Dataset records
====================
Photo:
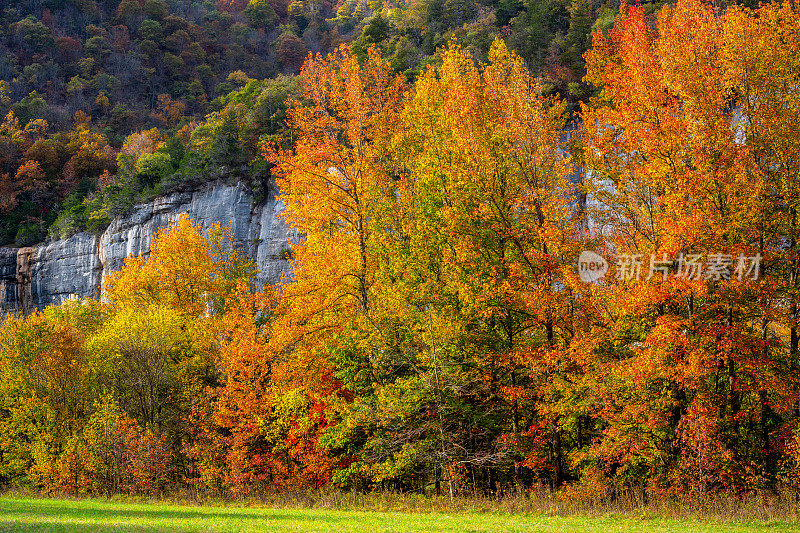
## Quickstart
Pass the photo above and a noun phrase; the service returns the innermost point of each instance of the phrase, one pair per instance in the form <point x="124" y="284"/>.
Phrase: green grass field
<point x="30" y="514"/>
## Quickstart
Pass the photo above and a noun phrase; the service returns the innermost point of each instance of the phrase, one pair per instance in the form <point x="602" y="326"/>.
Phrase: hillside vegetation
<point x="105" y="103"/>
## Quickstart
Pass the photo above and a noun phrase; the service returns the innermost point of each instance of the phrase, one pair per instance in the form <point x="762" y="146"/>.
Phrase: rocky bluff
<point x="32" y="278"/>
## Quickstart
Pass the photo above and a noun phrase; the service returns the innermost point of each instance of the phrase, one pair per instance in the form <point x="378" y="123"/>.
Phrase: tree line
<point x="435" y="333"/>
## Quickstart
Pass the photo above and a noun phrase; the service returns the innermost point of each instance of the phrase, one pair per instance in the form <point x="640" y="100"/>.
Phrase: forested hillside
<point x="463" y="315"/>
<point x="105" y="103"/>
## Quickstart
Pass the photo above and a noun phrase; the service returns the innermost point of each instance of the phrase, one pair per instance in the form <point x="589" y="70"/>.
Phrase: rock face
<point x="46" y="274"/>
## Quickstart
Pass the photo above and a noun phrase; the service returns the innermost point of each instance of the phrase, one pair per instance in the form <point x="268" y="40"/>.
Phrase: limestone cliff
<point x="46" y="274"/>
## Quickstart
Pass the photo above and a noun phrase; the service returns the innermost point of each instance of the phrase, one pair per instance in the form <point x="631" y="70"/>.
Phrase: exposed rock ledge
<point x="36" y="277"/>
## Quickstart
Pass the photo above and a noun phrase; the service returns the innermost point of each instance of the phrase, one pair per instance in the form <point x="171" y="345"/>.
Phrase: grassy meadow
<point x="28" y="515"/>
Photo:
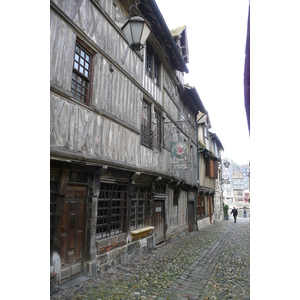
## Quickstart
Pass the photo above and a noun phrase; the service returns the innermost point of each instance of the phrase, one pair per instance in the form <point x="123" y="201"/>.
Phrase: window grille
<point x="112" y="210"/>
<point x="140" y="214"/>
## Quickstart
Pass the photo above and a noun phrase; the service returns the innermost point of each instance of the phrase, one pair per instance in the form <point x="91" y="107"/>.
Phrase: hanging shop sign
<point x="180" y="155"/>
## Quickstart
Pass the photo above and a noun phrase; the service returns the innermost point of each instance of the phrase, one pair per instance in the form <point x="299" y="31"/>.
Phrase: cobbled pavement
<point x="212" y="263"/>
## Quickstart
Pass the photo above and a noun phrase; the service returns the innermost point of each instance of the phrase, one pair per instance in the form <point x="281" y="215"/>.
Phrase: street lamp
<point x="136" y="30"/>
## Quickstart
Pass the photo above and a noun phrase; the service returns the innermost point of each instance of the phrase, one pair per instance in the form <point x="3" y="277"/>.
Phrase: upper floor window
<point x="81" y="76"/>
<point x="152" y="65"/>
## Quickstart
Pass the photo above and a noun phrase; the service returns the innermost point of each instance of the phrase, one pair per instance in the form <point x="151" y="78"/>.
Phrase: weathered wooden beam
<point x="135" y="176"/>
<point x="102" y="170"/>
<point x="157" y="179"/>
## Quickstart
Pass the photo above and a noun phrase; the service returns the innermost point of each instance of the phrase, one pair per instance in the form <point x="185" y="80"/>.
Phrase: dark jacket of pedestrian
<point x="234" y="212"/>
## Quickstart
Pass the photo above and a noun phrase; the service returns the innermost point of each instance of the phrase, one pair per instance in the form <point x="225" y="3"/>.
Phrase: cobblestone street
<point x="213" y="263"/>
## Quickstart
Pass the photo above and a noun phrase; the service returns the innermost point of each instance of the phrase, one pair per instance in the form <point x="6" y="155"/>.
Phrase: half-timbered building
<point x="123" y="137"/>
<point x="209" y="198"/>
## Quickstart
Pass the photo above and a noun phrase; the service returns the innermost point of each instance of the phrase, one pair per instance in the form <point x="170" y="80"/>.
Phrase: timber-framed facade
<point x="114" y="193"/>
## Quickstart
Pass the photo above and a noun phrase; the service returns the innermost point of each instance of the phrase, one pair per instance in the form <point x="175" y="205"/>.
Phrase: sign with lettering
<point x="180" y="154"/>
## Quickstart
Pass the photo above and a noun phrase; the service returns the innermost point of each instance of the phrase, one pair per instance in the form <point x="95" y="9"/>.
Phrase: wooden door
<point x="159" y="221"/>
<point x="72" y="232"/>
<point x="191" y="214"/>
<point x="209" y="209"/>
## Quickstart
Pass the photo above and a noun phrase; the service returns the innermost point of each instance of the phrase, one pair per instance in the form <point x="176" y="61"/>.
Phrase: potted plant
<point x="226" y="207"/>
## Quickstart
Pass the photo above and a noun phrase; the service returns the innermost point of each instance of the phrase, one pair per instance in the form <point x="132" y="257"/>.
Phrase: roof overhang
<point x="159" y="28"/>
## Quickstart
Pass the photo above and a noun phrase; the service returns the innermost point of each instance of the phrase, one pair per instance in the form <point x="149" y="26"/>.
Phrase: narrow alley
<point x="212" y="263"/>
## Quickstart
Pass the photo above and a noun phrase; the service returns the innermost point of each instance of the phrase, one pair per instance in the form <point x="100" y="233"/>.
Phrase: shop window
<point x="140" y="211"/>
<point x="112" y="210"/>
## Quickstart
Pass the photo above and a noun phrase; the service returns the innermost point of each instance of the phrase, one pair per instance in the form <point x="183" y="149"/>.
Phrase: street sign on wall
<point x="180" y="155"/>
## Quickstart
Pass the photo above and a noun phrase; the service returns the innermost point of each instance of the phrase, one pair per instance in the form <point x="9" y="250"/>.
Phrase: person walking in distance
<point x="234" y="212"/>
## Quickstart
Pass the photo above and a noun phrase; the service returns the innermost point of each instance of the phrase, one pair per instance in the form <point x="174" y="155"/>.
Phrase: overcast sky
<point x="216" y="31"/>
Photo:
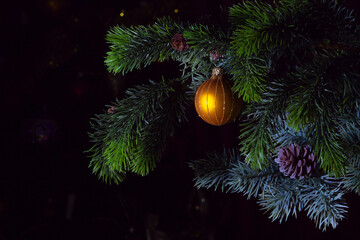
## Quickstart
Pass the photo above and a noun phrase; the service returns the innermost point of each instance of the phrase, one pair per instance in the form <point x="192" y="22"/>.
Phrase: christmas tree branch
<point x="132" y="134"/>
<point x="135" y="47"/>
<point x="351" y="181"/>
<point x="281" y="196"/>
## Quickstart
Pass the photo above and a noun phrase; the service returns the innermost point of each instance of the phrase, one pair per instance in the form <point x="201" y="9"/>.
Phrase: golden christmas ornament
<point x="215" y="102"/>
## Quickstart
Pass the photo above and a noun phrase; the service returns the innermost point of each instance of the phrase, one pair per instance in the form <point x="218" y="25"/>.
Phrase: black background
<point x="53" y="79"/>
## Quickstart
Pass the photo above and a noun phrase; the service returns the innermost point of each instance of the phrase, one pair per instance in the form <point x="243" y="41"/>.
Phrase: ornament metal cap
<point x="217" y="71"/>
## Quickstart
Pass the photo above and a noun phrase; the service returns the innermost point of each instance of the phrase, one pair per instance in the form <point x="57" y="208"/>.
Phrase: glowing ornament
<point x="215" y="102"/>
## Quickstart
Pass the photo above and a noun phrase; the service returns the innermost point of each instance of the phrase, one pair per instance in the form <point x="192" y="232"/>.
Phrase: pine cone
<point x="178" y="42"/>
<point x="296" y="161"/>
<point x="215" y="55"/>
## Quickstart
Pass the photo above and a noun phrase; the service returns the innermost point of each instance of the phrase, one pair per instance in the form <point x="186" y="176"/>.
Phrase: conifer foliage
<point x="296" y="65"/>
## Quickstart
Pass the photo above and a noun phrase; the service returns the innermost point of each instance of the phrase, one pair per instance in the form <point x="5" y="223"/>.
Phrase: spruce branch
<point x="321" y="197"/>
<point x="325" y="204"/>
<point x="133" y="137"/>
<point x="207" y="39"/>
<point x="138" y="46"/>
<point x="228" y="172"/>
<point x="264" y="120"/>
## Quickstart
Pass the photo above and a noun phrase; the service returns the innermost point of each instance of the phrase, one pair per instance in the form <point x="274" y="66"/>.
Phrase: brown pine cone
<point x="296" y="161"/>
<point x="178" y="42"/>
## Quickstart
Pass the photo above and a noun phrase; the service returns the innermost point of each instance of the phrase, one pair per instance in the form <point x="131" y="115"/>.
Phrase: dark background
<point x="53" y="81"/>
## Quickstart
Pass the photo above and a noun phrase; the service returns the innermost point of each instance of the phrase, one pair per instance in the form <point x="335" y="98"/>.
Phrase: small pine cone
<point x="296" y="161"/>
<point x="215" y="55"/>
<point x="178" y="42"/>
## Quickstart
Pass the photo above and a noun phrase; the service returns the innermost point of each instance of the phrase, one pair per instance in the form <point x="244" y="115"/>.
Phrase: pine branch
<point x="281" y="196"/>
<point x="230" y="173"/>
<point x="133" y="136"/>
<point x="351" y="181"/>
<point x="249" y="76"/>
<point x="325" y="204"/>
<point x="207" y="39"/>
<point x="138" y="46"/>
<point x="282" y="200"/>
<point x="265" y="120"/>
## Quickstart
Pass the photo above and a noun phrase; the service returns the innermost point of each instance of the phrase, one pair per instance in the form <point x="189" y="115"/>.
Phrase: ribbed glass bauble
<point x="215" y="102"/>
====================
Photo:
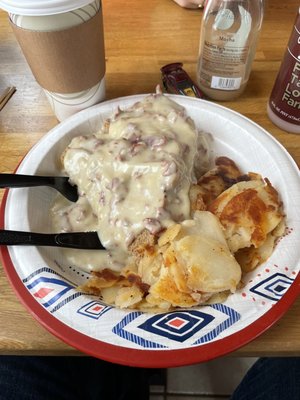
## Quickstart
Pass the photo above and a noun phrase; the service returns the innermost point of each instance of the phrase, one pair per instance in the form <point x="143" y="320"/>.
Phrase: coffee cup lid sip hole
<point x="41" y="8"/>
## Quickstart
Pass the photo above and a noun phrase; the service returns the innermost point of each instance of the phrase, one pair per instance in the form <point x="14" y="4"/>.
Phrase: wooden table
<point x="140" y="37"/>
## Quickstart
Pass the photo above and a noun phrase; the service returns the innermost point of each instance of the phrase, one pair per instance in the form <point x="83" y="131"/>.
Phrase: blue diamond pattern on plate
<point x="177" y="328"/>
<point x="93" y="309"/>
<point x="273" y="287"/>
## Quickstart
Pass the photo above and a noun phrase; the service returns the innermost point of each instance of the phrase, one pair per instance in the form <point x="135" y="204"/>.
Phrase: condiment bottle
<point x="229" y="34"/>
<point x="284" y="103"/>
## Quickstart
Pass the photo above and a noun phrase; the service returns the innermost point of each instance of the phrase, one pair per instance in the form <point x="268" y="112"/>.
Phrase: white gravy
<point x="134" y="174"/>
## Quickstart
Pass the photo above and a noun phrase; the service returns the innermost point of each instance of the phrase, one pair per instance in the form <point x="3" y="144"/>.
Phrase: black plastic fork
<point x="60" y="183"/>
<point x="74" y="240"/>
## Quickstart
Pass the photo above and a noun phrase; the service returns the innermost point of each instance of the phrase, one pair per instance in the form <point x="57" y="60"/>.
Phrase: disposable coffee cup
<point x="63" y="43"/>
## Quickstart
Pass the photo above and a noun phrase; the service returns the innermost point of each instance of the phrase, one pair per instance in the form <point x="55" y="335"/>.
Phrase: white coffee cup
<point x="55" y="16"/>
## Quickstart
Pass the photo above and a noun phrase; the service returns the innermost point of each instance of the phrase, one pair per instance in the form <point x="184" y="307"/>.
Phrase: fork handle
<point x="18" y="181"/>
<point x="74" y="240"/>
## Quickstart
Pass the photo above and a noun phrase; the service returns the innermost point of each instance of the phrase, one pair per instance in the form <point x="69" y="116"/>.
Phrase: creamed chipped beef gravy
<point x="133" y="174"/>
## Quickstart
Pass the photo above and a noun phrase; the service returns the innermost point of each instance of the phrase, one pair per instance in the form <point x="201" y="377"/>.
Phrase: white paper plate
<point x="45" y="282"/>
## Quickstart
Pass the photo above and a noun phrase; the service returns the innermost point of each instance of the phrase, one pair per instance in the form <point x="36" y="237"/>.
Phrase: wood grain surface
====================
Out of the data above, give again only the lines starting at the one holding "Phrase: white coffee cup" and ending at the one holding "Phrase: wood grain surface", unchanged.

Phrase: white coffee cup
<point x="55" y="16"/>
## Quickstart
Pass the photo above and a noun phrase; the service returns the innermost point of each instance of the phrase, one pair per instance in the form <point x="184" y="307"/>.
Phrase: fork handle
<point x="18" y="181"/>
<point x="74" y="240"/>
## Quickstart
Pass the photo above and a noun phrase; the service returns the innermost point of each instance of the phrase, one pair per instance in the form <point x="69" y="116"/>.
Phrase: creamed chipped beef gravy
<point x="133" y="174"/>
## Quickstart
Pass the photo above and a noun phrase; the service returns the innermost point of each instance of the phrase, one pair per instance in the form <point x="201" y="377"/>.
Phrase: white paper plate
<point x="45" y="282"/>
## Quickstart
Pass the photo above and a noun phrase; the service returns the innermost point of each instance of the phrase, one pair per instance in the form <point x="36" y="237"/>.
Phrase: wood grain surface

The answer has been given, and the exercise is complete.